[ABOUT THIS EXERCISE] Working from the records below, repeat exactly the lines starting at the line that contains "point: bird's wing" and ending at the line that contains "point: shallow water |", inclusive.

[DATA PROVIDED]
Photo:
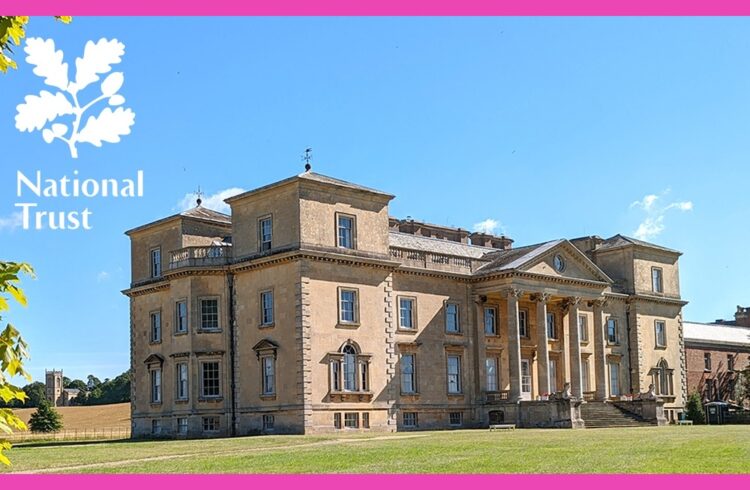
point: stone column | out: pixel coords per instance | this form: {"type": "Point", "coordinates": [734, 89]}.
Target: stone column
{"type": "Point", "coordinates": [542, 352]}
{"type": "Point", "coordinates": [514, 345]}
{"type": "Point", "coordinates": [600, 352]}
{"type": "Point", "coordinates": [576, 385]}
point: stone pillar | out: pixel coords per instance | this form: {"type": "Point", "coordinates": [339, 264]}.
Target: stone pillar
{"type": "Point", "coordinates": [600, 352]}
{"type": "Point", "coordinates": [576, 385]}
{"type": "Point", "coordinates": [542, 353]}
{"type": "Point", "coordinates": [514, 345]}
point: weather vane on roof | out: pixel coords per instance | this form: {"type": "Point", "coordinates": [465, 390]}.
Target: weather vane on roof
{"type": "Point", "coordinates": [199, 195]}
{"type": "Point", "coordinates": [307, 157]}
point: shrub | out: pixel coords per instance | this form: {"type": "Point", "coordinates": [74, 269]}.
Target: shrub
{"type": "Point", "coordinates": [45, 419]}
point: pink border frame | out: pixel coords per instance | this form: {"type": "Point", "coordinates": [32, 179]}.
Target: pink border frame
{"type": "Point", "coordinates": [376, 7]}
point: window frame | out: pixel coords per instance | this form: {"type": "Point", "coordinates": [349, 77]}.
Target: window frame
{"type": "Point", "coordinates": [267, 322]}
{"type": "Point", "coordinates": [352, 230]}
{"type": "Point", "coordinates": [493, 331]}
{"type": "Point", "coordinates": [155, 327]}
{"type": "Point", "coordinates": [261, 242]}
{"type": "Point", "coordinates": [203, 393]}
{"type": "Point", "coordinates": [156, 263]}
{"type": "Point", "coordinates": [446, 307]}
{"type": "Point", "coordinates": [412, 315]}
{"type": "Point", "coordinates": [663, 343]}
{"type": "Point", "coordinates": [201, 327]}
{"type": "Point", "coordinates": [355, 306]}
{"type": "Point", "coordinates": [657, 280]}
{"type": "Point", "coordinates": [457, 375]}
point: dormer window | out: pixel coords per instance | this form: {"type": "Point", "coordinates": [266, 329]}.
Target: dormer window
{"type": "Point", "coordinates": [156, 262]}
{"type": "Point", "coordinates": [265, 233]}
{"type": "Point", "coordinates": [345, 225]}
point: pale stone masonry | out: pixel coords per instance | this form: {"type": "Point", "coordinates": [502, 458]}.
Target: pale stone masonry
{"type": "Point", "coordinates": [310, 309]}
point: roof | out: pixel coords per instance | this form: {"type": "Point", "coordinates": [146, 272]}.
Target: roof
{"type": "Point", "coordinates": [198, 213]}
{"type": "Point", "coordinates": [437, 245]}
{"type": "Point", "coordinates": [619, 241]}
{"type": "Point", "coordinates": [314, 177]}
{"type": "Point", "coordinates": [716, 334]}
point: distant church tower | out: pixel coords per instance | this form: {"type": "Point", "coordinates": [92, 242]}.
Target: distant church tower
{"type": "Point", "coordinates": [54, 387]}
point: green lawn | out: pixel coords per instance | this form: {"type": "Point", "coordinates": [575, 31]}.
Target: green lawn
{"type": "Point", "coordinates": [722, 449]}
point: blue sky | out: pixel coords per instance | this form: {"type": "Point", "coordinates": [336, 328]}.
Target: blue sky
{"type": "Point", "coordinates": [552, 127]}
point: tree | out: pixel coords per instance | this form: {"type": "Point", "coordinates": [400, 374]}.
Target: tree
{"type": "Point", "coordinates": [12, 351]}
{"type": "Point", "coordinates": [45, 419]}
{"type": "Point", "coordinates": [12, 30]}
{"type": "Point", "coordinates": [694, 409]}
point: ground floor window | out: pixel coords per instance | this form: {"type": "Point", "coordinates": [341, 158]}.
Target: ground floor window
{"type": "Point", "coordinates": [210, 424]}
{"type": "Point", "coordinates": [410, 419]}
{"type": "Point", "coordinates": [351, 420]}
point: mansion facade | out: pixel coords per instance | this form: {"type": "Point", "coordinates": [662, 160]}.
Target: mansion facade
{"type": "Point", "coordinates": [311, 309]}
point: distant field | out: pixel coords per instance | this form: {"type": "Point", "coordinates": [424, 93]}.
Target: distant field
{"type": "Point", "coordinates": [699, 449]}
{"type": "Point", "coordinates": [99, 417]}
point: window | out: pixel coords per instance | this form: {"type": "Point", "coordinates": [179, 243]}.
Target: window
{"type": "Point", "coordinates": [614, 379]}
{"type": "Point", "coordinates": [268, 365]}
{"type": "Point", "coordinates": [350, 368]}
{"type": "Point", "coordinates": [156, 262]}
{"type": "Point", "coordinates": [551, 326]}
{"type": "Point", "coordinates": [210, 381]}
{"type": "Point", "coordinates": [266, 308]}
{"type": "Point", "coordinates": [491, 364]}
{"type": "Point", "coordinates": [348, 306]}
{"type": "Point", "coordinates": [209, 314]}
{"type": "Point", "coordinates": [265, 233]}
{"type": "Point", "coordinates": [451, 318]}
{"type": "Point", "coordinates": [490, 321]}
{"type": "Point", "coordinates": [585, 375]}
{"type": "Point", "coordinates": [345, 226]}
{"type": "Point", "coordinates": [583, 328]}
{"type": "Point", "coordinates": [406, 314]}
{"type": "Point", "coordinates": [660, 328]}
{"type": "Point", "coordinates": [182, 381]}
{"type": "Point", "coordinates": [523, 323]}
{"type": "Point", "coordinates": [180, 314]}
{"type": "Point", "coordinates": [454, 374]}
{"type": "Point", "coordinates": [156, 386]}
{"type": "Point", "coordinates": [156, 326]}
{"type": "Point", "coordinates": [408, 374]}
{"type": "Point", "coordinates": [612, 331]}
{"type": "Point", "coordinates": [210, 424]}
{"type": "Point", "coordinates": [657, 283]}
{"type": "Point", "coordinates": [351, 420]}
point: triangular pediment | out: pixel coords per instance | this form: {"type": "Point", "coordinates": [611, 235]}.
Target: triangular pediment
{"type": "Point", "coordinates": [561, 259]}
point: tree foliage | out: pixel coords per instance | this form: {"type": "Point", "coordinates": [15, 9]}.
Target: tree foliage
{"type": "Point", "coordinates": [694, 409]}
{"type": "Point", "coordinates": [12, 351]}
{"type": "Point", "coordinates": [12, 30]}
{"type": "Point", "coordinates": [45, 419]}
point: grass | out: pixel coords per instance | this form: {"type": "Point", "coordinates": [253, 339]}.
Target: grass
{"type": "Point", "coordinates": [700, 449]}
{"type": "Point", "coordinates": [116, 416]}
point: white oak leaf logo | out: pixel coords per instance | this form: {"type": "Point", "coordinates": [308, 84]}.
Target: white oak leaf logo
{"type": "Point", "coordinates": [38, 111]}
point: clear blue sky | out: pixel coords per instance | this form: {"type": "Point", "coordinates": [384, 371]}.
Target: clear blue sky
{"type": "Point", "coordinates": [551, 127]}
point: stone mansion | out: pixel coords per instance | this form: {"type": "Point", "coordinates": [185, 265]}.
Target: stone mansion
{"type": "Point", "coordinates": [311, 309]}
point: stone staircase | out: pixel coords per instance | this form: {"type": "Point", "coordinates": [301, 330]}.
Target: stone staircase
{"type": "Point", "coordinates": [601, 414]}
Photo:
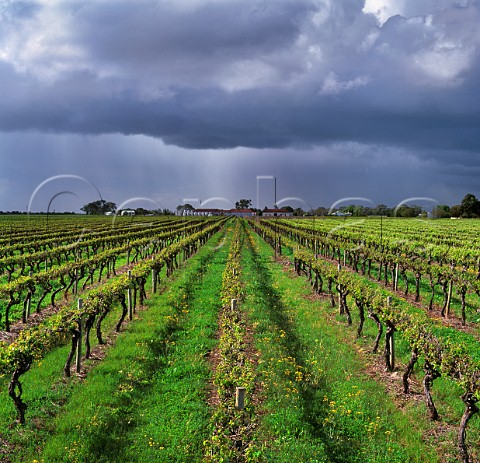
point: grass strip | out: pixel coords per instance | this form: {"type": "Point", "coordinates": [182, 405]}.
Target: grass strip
{"type": "Point", "coordinates": [319, 405]}
{"type": "Point", "coordinates": [146, 400]}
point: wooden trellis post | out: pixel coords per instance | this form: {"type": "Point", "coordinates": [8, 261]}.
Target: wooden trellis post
{"type": "Point", "coordinates": [78, 360]}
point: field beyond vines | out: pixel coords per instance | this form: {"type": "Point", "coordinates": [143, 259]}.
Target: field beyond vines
{"type": "Point", "coordinates": [232, 340]}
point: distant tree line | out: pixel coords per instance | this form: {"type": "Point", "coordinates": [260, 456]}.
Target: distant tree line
{"type": "Point", "coordinates": [468, 208]}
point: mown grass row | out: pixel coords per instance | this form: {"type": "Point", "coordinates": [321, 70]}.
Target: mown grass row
{"type": "Point", "coordinates": [146, 401]}
{"type": "Point", "coordinates": [233, 362]}
{"type": "Point", "coordinates": [319, 405]}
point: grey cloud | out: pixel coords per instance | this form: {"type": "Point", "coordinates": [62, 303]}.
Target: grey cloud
{"type": "Point", "coordinates": [280, 78]}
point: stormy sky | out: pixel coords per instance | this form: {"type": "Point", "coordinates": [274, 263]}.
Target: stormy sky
{"type": "Point", "coordinates": [155, 103]}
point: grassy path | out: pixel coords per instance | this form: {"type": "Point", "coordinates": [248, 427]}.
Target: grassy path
{"type": "Point", "coordinates": [146, 401]}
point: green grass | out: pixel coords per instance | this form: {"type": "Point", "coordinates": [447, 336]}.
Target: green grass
{"type": "Point", "coordinates": [319, 404]}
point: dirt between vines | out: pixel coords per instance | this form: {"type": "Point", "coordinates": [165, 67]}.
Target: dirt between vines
{"type": "Point", "coordinates": [38, 317]}
{"type": "Point", "coordinates": [374, 366]}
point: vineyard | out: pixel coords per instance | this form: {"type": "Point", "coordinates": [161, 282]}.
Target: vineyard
{"type": "Point", "coordinates": [217, 339]}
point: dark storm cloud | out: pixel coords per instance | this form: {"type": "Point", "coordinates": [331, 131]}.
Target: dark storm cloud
{"type": "Point", "coordinates": [186, 73]}
{"type": "Point", "coordinates": [207, 95]}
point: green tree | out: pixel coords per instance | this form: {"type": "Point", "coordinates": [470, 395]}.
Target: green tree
{"type": "Point", "coordinates": [99, 207]}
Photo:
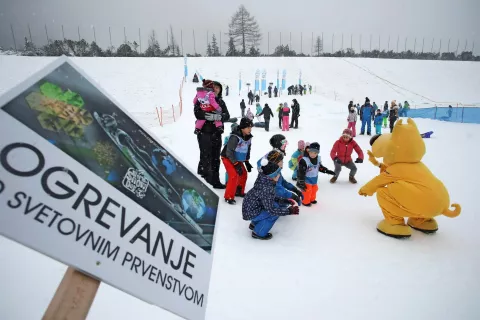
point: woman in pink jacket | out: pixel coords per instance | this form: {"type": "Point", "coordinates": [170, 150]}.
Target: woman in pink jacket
{"type": "Point", "coordinates": [285, 117]}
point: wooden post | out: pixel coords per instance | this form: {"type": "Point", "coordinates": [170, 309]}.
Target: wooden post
{"type": "Point", "coordinates": [73, 298]}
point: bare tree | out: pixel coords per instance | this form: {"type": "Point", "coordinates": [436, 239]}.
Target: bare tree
{"type": "Point", "coordinates": [318, 47]}
{"type": "Point", "coordinates": [244, 30]}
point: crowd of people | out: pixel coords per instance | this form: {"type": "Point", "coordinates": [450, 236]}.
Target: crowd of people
{"type": "Point", "coordinates": [369, 113]}
{"type": "Point", "coordinates": [272, 196]}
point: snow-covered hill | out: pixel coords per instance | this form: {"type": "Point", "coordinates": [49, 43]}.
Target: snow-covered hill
{"type": "Point", "coordinates": [329, 262]}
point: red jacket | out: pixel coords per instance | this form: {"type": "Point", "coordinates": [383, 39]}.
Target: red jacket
{"type": "Point", "coordinates": [343, 150]}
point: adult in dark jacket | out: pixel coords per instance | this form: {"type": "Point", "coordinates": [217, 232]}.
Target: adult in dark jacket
{"type": "Point", "coordinates": [243, 107]}
{"type": "Point", "coordinates": [260, 206]}
{"type": "Point", "coordinates": [250, 97]}
{"type": "Point", "coordinates": [235, 157]}
{"type": "Point", "coordinates": [366, 113]}
{"type": "Point", "coordinates": [210, 140]}
{"type": "Point", "coordinates": [266, 113]}
{"type": "Point", "coordinates": [295, 114]}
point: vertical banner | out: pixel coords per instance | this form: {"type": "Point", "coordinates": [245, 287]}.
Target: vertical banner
{"type": "Point", "coordinates": [264, 80]}
{"type": "Point", "coordinates": [239, 82]}
{"type": "Point", "coordinates": [278, 79]}
{"type": "Point", "coordinates": [185, 67]}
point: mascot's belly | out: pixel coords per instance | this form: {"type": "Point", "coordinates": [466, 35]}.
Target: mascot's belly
{"type": "Point", "coordinates": [417, 190]}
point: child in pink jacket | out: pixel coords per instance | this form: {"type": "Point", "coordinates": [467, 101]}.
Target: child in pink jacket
{"type": "Point", "coordinates": [285, 117]}
{"type": "Point", "coordinates": [352, 121]}
{"type": "Point", "coordinates": [206, 97]}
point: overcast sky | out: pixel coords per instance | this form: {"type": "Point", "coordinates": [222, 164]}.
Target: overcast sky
{"type": "Point", "coordinates": [433, 20]}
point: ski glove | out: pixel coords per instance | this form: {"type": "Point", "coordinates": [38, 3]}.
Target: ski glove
{"type": "Point", "coordinates": [213, 116]}
{"type": "Point", "coordinates": [294, 210]}
{"type": "Point", "coordinates": [298, 192]}
{"type": "Point", "coordinates": [301, 185]}
{"type": "Point", "coordinates": [295, 197]}
{"type": "Point", "coordinates": [248, 166]}
{"type": "Point", "coordinates": [330, 172]}
{"type": "Point", "coordinates": [238, 168]}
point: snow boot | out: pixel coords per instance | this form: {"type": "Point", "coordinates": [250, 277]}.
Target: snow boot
{"type": "Point", "coordinates": [230, 201]}
{"type": "Point", "coordinates": [427, 226]}
{"type": "Point", "coordinates": [397, 231]}
{"type": "Point", "coordinates": [267, 237]}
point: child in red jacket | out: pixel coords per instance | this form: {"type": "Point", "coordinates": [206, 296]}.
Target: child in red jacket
{"type": "Point", "coordinates": [341, 155]}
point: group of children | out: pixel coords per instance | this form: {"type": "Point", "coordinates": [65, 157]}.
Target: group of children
{"type": "Point", "coordinates": [272, 196]}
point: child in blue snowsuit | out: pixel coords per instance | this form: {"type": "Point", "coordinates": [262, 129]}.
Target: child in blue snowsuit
{"type": "Point", "coordinates": [283, 189]}
{"type": "Point", "coordinates": [296, 156]}
{"type": "Point", "coordinates": [260, 205]}
{"type": "Point", "coordinates": [225, 141]}
{"type": "Point", "coordinates": [366, 114]}
{"type": "Point", "coordinates": [378, 122]}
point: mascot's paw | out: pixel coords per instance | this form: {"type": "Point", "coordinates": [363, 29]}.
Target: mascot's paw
{"type": "Point", "coordinates": [424, 225]}
{"type": "Point", "coordinates": [398, 231]}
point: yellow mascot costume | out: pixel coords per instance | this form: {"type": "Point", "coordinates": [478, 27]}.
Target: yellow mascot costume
{"type": "Point", "coordinates": [405, 187]}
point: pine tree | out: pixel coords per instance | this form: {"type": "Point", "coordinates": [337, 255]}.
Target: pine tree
{"type": "Point", "coordinates": [231, 51]}
{"type": "Point", "coordinates": [153, 49]}
{"type": "Point", "coordinates": [244, 30]}
{"type": "Point", "coordinates": [215, 49]}
{"type": "Point", "coordinates": [318, 47]}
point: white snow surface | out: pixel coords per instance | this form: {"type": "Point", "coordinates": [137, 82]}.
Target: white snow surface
{"type": "Point", "coordinates": [329, 262]}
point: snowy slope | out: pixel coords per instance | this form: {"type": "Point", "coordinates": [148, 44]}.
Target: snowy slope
{"type": "Point", "coordinates": [327, 263]}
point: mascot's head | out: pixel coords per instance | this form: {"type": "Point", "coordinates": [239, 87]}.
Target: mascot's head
{"type": "Point", "coordinates": [403, 145]}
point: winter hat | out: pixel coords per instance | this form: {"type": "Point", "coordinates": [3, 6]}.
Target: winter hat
{"type": "Point", "coordinates": [301, 144]}
{"type": "Point", "coordinates": [278, 141]}
{"type": "Point", "coordinates": [314, 147]}
{"type": "Point", "coordinates": [347, 132]}
{"type": "Point", "coordinates": [269, 169]}
{"type": "Point", "coordinates": [245, 123]}
{"type": "Point", "coordinates": [207, 83]}
{"type": "Point", "coordinates": [275, 156]}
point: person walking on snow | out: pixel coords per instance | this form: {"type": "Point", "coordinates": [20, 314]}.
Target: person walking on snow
{"type": "Point", "coordinates": [235, 157]}
{"type": "Point", "coordinates": [352, 120]}
{"type": "Point", "coordinates": [283, 189]}
{"type": "Point", "coordinates": [308, 168]}
{"type": "Point", "coordinates": [266, 113]}
{"type": "Point", "coordinates": [385, 113]}
{"type": "Point", "coordinates": [295, 114]}
{"type": "Point", "coordinates": [280, 118]}
{"type": "Point", "coordinates": [206, 97]}
{"type": "Point", "coordinates": [243, 107]}
{"type": "Point", "coordinates": [378, 122]}
{"type": "Point", "coordinates": [259, 205]}
{"type": "Point", "coordinates": [366, 115]}
{"type": "Point", "coordinates": [286, 117]}
{"type": "Point", "coordinates": [233, 127]}
{"type": "Point", "coordinates": [341, 155]}
{"type": "Point", "coordinates": [250, 97]}
{"type": "Point", "coordinates": [296, 157]}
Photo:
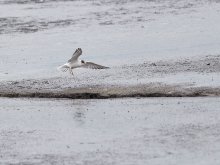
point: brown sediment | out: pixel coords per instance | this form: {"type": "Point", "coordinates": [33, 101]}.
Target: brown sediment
{"type": "Point", "coordinates": [147, 90]}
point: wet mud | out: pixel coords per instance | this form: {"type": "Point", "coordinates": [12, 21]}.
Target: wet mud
{"type": "Point", "coordinates": [119, 82]}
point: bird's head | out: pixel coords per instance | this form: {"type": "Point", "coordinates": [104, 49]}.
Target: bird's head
{"type": "Point", "coordinates": [83, 62]}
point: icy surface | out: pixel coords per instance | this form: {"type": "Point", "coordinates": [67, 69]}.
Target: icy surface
{"type": "Point", "coordinates": [38, 36]}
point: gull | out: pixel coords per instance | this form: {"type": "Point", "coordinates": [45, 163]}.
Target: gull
{"type": "Point", "coordinates": [74, 62]}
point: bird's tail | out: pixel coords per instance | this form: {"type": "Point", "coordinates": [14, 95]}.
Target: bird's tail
{"type": "Point", "coordinates": [63, 68]}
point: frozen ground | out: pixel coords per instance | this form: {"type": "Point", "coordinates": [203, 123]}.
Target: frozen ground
{"type": "Point", "coordinates": [114, 131]}
{"type": "Point", "coordinates": [38, 37]}
{"type": "Point", "coordinates": [188, 77]}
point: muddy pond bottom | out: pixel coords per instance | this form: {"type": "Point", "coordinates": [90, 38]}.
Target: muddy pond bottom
{"type": "Point", "coordinates": [113, 131]}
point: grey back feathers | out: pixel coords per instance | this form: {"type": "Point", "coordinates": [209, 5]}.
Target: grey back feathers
{"type": "Point", "coordinates": [76, 55]}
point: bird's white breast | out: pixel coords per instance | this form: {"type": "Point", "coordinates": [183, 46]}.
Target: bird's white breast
{"type": "Point", "coordinates": [74, 64]}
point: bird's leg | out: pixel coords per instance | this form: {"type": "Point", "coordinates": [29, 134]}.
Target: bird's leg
{"type": "Point", "coordinates": [71, 72]}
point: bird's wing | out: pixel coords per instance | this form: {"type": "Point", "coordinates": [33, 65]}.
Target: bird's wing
{"type": "Point", "coordinates": [76, 55]}
{"type": "Point", "coordinates": [92, 65]}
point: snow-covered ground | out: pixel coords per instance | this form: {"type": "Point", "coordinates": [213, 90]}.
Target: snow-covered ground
{"type": "Point", "coordinates": [38, 37]}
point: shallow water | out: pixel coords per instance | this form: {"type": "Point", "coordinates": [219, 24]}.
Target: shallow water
{"type": "Point", "coordinates": [38, 36]}
{"type": "Point", "coordinates": [117, 131]}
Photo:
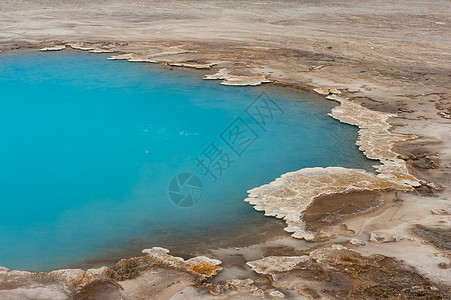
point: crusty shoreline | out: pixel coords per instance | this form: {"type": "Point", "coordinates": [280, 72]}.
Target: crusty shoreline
{"type": "Point", "coordinates": [392, 60]}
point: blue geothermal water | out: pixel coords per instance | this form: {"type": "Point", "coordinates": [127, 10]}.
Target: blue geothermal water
{"type": "Point", "coordinates": [90, 150]}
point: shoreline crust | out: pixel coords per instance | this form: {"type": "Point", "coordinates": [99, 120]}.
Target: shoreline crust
{"type": "Point", "coordinates": [375, 139]}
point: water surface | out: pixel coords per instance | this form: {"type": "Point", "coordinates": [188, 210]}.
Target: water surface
{"type": "Point", "coordinates": [89, 146]}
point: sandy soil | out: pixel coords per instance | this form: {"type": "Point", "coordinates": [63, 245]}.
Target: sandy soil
{"type": "Point", "coordinates": [388, 56]}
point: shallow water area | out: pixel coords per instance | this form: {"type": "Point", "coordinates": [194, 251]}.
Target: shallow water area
{"type": "Point", "coordinates": [89, 148]}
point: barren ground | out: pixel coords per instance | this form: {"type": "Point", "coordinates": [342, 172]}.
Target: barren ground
{"type": "Point", "coordinates": [389, 56]}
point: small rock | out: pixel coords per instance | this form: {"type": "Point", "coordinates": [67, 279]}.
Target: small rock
{"type": "Point", "coordinates": [439, 211]}
{"type": "Point", "coordinates": [375, 238]}
{"type": "Point", "coordinates": [277, 295]}
{"type": "Point", "coordinates": [358, 242]}
{"type": "Point", "coordinates": [335, 91]}
{"type": "Point", "coordinates": [322, 91]}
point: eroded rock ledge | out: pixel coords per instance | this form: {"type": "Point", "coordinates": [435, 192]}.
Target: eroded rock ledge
{"type": "Point", "coordinates": [337, 272]}
{"type": "Point", "coordinates": [289, 196]}
{"type": "Point", "coordinates": [129, 277]}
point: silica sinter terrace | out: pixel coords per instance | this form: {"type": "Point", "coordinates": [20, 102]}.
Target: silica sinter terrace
{"type": "Point", "coordinates": [96, 153]}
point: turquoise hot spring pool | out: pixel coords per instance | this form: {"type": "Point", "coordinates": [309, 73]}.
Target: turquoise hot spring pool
{"type": "Point", "coordinates": [96, 153]}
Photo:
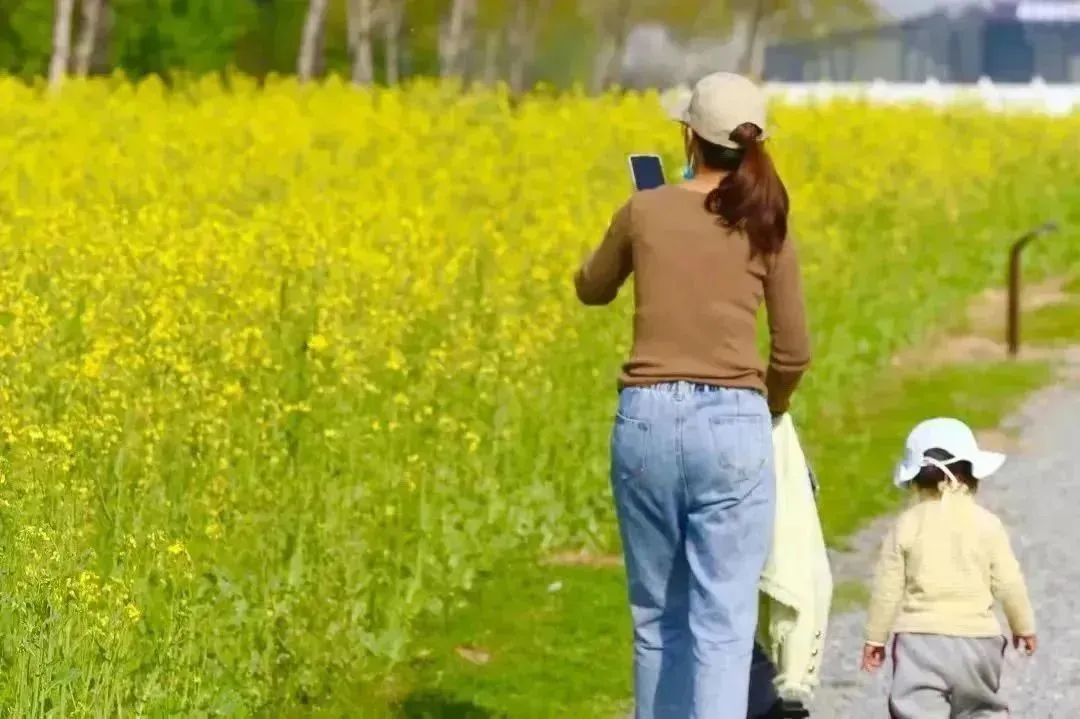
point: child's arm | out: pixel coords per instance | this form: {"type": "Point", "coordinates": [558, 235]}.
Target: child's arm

[TASK SOLUTION]
point: bird's wing | out: pixel coords per instance | this form: {"type": "Point", "coordinates": [33, 65]}.
Target: bird's wing
{"type": "Point", "coordinates": [76, 55]}
{"type": "Point", "coordinates": [92, 65]}
point: snow-covered ground | out: pixel coords per instance | this form: {"type": "Point", "coordinates": [213, 90]}.
Target: snow-covered ground
{"type": "Point", "coordinates": [38, 37]}
point: shallow water | out: pixel coords per instance | this form: {"type": "Point", "coordinates": [219, 24]}.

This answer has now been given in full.